## REQUIRED WORK
The line containing "Exercise. Spot the white shirt" marks the start, and the last line of the records below marks the end. Print that run exactly and nothing else.

## RECORDS
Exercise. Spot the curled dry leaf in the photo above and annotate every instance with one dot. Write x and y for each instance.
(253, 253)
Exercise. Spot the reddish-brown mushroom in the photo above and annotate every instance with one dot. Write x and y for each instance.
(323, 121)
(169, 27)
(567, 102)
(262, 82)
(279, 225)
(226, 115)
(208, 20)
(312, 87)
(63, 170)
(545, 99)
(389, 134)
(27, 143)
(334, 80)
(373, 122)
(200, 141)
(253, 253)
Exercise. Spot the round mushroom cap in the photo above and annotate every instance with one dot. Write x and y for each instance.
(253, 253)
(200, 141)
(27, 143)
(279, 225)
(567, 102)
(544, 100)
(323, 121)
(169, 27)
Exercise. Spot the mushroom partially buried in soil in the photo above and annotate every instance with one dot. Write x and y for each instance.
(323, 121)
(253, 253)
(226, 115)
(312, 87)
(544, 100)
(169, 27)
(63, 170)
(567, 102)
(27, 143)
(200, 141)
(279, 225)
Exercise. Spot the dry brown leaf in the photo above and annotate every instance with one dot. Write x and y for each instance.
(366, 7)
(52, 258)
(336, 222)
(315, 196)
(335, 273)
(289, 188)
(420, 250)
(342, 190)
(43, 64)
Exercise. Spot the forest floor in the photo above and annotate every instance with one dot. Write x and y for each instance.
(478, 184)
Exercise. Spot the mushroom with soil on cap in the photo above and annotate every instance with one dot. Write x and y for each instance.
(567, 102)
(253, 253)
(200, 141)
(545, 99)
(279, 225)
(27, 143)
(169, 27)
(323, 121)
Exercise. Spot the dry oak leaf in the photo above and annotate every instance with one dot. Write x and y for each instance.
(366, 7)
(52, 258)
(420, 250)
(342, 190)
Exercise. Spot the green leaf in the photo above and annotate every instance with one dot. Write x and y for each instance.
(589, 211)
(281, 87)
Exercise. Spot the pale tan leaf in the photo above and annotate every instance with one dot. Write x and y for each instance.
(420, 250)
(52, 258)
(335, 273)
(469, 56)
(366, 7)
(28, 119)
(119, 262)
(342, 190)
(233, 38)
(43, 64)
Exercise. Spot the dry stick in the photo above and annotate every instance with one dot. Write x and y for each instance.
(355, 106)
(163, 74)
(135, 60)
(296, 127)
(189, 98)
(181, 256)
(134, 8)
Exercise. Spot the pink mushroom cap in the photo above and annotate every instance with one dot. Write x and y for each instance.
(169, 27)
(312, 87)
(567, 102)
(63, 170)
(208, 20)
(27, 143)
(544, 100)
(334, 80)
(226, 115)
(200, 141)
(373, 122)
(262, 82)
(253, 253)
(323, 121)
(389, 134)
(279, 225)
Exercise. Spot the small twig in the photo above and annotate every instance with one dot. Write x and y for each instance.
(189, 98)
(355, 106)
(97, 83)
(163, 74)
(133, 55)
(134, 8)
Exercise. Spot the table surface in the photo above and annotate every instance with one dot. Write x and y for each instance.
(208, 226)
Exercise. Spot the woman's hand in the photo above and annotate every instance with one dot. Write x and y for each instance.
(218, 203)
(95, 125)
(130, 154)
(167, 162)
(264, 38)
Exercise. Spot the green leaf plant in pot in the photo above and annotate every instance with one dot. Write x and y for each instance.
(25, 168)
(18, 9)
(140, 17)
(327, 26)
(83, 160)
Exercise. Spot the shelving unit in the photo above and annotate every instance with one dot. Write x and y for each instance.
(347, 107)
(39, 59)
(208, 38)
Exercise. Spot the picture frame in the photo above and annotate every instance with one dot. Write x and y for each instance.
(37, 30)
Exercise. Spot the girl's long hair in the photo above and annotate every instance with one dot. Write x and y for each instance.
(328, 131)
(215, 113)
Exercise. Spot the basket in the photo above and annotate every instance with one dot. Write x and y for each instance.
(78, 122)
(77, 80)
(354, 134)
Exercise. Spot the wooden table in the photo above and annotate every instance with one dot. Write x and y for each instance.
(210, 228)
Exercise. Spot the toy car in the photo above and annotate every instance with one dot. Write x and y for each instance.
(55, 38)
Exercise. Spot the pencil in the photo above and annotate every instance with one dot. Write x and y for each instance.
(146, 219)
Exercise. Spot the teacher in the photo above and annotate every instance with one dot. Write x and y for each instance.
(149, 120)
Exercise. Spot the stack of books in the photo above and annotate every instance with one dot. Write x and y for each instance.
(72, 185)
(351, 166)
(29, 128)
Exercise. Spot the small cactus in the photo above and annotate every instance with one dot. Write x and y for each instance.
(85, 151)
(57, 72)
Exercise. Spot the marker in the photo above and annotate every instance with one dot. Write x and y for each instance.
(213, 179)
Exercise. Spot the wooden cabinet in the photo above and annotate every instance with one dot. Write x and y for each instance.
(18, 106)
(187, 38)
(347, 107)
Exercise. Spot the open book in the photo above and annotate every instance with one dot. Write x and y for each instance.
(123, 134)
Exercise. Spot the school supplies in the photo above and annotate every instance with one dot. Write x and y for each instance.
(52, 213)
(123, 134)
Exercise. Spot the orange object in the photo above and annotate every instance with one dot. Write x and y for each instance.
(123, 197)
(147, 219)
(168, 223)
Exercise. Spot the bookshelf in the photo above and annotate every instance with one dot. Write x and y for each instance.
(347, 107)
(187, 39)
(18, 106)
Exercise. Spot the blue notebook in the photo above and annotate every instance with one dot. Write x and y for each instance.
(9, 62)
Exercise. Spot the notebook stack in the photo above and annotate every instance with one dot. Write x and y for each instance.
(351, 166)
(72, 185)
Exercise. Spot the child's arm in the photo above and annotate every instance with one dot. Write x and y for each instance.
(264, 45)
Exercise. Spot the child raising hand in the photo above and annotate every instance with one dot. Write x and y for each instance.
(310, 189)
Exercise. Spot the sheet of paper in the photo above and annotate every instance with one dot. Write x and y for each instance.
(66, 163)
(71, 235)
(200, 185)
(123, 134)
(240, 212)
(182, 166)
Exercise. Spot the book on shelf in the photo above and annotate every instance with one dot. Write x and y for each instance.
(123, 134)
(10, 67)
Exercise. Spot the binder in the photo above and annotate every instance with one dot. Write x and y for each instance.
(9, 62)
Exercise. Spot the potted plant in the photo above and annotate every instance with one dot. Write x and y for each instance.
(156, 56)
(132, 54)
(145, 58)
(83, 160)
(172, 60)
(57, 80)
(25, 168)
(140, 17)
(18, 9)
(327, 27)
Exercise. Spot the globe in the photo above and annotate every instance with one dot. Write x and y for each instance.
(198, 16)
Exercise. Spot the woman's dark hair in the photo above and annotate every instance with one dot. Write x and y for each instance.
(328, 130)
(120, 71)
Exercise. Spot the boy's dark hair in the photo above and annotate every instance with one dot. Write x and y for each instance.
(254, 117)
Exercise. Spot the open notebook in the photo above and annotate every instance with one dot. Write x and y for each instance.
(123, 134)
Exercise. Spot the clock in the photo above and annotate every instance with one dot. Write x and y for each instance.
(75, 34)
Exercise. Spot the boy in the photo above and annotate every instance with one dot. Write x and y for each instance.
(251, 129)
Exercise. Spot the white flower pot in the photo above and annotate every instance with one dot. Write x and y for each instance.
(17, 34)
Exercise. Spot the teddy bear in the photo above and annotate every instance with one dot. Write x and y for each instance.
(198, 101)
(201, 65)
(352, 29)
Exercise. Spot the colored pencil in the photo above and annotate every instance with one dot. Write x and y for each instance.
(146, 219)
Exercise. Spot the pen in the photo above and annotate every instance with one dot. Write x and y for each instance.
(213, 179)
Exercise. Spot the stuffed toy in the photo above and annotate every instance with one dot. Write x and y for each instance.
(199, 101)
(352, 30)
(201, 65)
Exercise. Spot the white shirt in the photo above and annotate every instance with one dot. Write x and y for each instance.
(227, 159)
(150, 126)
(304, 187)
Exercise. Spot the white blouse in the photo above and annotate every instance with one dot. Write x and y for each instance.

## SOLVED EXERCISE
Exercise. Spot the white shirt in the photo above and annotate every instance with one dot. Write x and y for each instance.
(227, 159)
(150, 126)
(304, 187)
Exercise. Spot the white blouse in the photo above and annotate every instance with one dot. Write x and y for each instance.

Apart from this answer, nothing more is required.